— start of Supplied entries —

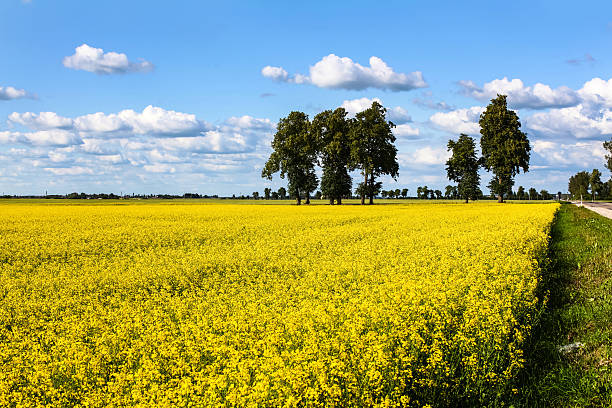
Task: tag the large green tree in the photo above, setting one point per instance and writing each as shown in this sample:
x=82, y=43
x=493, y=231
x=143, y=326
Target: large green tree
x=595, y=184
x=294, y=156
x=331, y=130
x=608, y=147
x=505, y=148
x=373, y=149
x=579, y=183
x=462, y=166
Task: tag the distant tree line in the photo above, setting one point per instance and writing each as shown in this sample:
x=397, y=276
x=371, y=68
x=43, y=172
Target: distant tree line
x=505, y=151
x=589, y=185
x=339, y=145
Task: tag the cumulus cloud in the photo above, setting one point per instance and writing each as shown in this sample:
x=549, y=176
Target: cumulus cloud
x=430, y=156
x=406, y=131
x=86, y=58
x=597, y=93
x=587, y=59
x=8, y=93
x=577, y=121
x=335, y=72
x=580, y=154
x=152, y=120
x=55, y=137
x=426, y=101
x=459, y=121
x=69, y=171
x=42, y=120
x=538, y=96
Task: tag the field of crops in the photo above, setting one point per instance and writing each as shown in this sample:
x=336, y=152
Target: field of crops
x=276, y=305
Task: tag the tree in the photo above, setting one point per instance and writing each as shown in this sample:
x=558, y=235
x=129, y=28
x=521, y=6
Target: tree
x=608, y=147
x=331, y=130
x=545, y=195
x=462, y=166
x=505, y=149
x=294, y=155
x=595, y=183
x=423, y=192
x=533, y=194
x=578, y=185
x=373, y=151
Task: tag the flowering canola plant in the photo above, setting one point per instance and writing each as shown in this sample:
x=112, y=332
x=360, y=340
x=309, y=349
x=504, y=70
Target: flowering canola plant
x=266, y=305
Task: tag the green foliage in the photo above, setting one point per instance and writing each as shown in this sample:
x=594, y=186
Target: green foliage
x=579, y=183
x=373, y=149
x=608, y=147
x=595, y=184
x=294, y=155
x=579, y=311
x=505, y=149
x=331, y=130
x=462, y=166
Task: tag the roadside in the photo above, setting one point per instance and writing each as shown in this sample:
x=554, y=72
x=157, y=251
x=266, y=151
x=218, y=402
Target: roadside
x=604, y=209
x=569, y=360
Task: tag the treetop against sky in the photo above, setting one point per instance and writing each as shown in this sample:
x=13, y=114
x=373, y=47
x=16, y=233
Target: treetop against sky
x=173, y=97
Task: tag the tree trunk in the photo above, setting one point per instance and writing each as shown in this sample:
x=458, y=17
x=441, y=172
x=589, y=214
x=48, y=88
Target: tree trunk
x=365, y=186
x=500, y=196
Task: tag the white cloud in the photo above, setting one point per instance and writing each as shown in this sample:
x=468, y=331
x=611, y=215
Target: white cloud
x=581, y=154
x=575, y=122
x=406, y=131
x=69, y=171
x=152, y=120
x=56, y=137
x=275, y=73
x=43, y=120
x=354, y=106
x=538, y=96
x=159, y=168
x=430, y=156
x=459, y=121
x=92, y=59
x=9, y=92
x=335, y=72
x=597, y=92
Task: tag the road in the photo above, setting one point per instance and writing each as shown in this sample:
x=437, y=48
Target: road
x=604, y=209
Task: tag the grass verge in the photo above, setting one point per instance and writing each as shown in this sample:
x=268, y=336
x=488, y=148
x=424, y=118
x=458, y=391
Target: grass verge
x=570, y=357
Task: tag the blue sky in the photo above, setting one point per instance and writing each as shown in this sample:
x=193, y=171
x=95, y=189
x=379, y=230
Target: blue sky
x=173, y=97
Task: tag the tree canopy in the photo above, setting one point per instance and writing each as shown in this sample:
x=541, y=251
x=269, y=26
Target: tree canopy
x=373, y=151
x=294, y=155
x=331, y=129
x=462, y=166
x=505, y=148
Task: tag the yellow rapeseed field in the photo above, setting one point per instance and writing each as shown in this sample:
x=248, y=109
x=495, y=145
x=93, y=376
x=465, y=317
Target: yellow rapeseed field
x=275, y=305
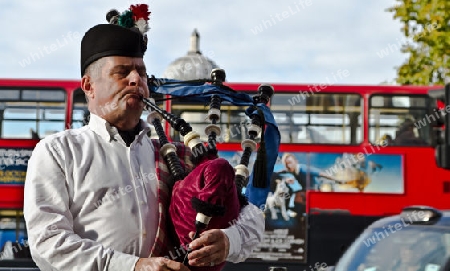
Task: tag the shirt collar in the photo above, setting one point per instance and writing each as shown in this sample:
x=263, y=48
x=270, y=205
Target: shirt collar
x=106, y=131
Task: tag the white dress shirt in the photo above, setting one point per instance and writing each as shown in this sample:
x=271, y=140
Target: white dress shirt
x=90, y=202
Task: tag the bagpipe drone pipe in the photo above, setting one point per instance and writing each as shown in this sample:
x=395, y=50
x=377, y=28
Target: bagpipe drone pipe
x=211, y=195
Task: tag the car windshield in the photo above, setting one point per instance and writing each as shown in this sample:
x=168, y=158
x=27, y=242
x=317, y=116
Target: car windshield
x=388, y=249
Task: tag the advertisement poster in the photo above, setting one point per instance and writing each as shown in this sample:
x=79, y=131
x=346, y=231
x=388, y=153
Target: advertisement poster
x=285, y=237
x=13, y=165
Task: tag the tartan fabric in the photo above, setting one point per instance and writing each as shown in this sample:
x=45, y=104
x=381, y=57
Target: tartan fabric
x=163, y=245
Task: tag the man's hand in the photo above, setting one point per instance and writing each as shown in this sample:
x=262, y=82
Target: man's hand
x=159, y=264
x=211, y=248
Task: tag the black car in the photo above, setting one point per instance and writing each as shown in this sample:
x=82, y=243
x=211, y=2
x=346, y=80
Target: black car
x=416, y=240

— end of Supplied entries —

▶ **Exercise brief**
Reproduce all of the material above word for word, leaving out the pictures.

▶ **Task output**
Task: tag the large green tree in the photo above, setting one point per instance and writing each as shown in this sample:
x=82, y=43
x=493, y=231
x=143, y=326
Target: large green tree
x=595, y=184
x=294, y=156
x=331, y=130
x=608, y=147
x=505, y=148
x=373, y=149
x=579, y=183
x=462, y=166
Task: tag the distant tree line in the photo above, setting one point per instance and writing each as shown in this sample:
x=397, y=276
x=371, y=68
x=43, y=172
Target: distant tree line
x=505, y=151
x=589, y=185
x=339, y=145
Task: tag the cumulus cloud in the photo above, setting one point per instance and writing each as shown in this sample:
x=549, y=176
Target: cumulus cloud
x=430, y=156
x=406, y=131
x=86, y=58
x=597, y=93
x=587, y=59
x=8, y=93
x=577, y=121
x=335, y=72
x=580, y=154
x=152, y=120
x=55, y=137
x=426, y=101
x=459, y=121
x=69, y=171
x=42, y=120
x=538, y=96
Task: tag the field of crops in the photo above, setting one point per instance and writing each as shown in this sample:
x=336, y=152
Target: field of crops
x=276, y=305
Task: tag the tree in the photo above, setting one point per instance and writing each as shown in this sample:
x=558, y=235
x=129, y=28
x=521, y=6
Target: tree
x=608, y=147
x=331, y=130
x=545, y=195
x=462, y=166
x=505, y=149
x=294, y=155
x=595, y=183
x=423, y=192
x=533, y=194
x=578, y=185
x=373, y=151
Task: tag the flowering canola plant in the photo above, setting one point per instance and writing each as shown in this sample:
x=112, y=332
x=360, y=340
x=309, y=349
x=504, y=70
Target: flowering canola plant
x=266, y=305
Task: tag the green foliage in the photo above, setting one point per instance and writing each as shown in this sample:
x=594, y=186
Target: green foliage
x=579, y=183
x=373, y=149
x=608, y=147
x=595, y=184
x=294, y=155
x=579, y=311
x=505, y=149
x=331, y=130
x=462, y=166
Task: tag the roadside in the photo above, setting one point per instance and writing each as shown in this sample:
x=554, y=72
x=157, y=251
x=266, y=151
x=218, y=402
Target: roadside
x=604, y=209
x=569, y=360
Task: tag the treetop against sky in the photo above, setting one point per instance and writing each as shown in this sample:
x=13, y=114
x=373, y=47
x=16, y=233
Target: treetop against sky
x=173, y=97
Task: tag the tree trunk in the photo above, setting one point per instance and writing each as shown in this sample:
x=458, y=17
x=441, y=172
x=589, y=214
x=48, y=88
Target: tree trunk
x=365, y=186
x=500, y=196
Task: tag the white cloud in the photo above, setting one point per instance and writing each as shown in this sample:
x=468, y=331
x=611, y=215
Target: white cloud
x=581, y=154
x=575, y=122
x=406, y=131
x=69, y=171
x=152, y=120
x=56, y=137
x=275, y=73
x=43, y=120
x=354, y=106
x=538, y=96
x=159, y=168
x=430, y=156
x=459, y=121
x=92, y=59
x=9, y=92
x=335, y=72
x=597, y=92
Task: tag the road in the photo above, setting one point per instance and writing each as shown in this sample:
x=437, y=48
Target: road
x=604, y=209
Task: tag the grass verge in the photo above, setting one point per instance and writing each as shown in this sample:
x=268, y=336
x=488, y=148
x=424, y=118
x=458, y=391
Target: grass verge
x=570, y=357
Task: tag the blue sky in the photo above, setting one point per instance and writing each as shown in this sample:
x=193, y=171
x=95, y=189
x=379, y=230
Target: blue sky
x=173, y=97
Task: tag the tree canopy in the photo above, setting one point per instance and writing each as shown in this sample:
x=541, y=251
x=269, y=26
Target: tree canopy
x=373, y=151
x=294, y=155
x=331, y=129
x=462, y=166
x=505, y=148
Task: tag the yellow rapeseed field in the photo above, setting one point per instance and writing each as shown in this sample:
x=248, y=109
x=495, y=145
x=93, y=376
x=465, y=317
Target: yellow rapeseed field
x=275, y=305
Task: tag the shirt collar in the photo above, setting one point per instance and writing each as shown in this sample:
x=263, y=48
x=270, y=205
Target: shirt collar
x=106, y=131
Task: tag the white dress shirt in the photo above, setting one point per instance and writing each as shown in this sample:
x=271, y=140
Target: white dress shirt
x=90, y=202
Task: tag the bagpipe drone pipe in the photo above, setting one point per instance and writing each as shown in this sample:
x=395, y=50
x=377, y=28
Target: bagpipe drone pipe
x=211, y=195
Task: tag the car windshield in the photo above, setting one point per instance and writing each as shown in this sample:
x=168, y=158
x=27, y=242
x=317, y=116
Target: car windshield
x=388, y=249
Task: tag the advertisement poster in the photo above, setting one point per instance and writing each as shown in this sample:
x=79, y=131
x=346, y=231
x=388, y=153
Target: advertisement poster
x=285, y=237
x=13, y=165
Task: tag the tartan fabric in the photo above, setting one point per instance and writing each as shown in this sample:
x=45, y=104
x=381, y=57
Target: tartan fabric
x=163, y=245
Task: tag the man's hand in the photo above, setting one point per instance and writing each as shown in this sample:
x=262, y=82
Target: man's hand
x=159, y=264
x=211, y=248
Task: tag the black car in the photo above, setting one point per instance and writing each as shown in this sample:
x=82, y=243
x=211, y=2
x=346, y=80
Target: black car
x=416, y=240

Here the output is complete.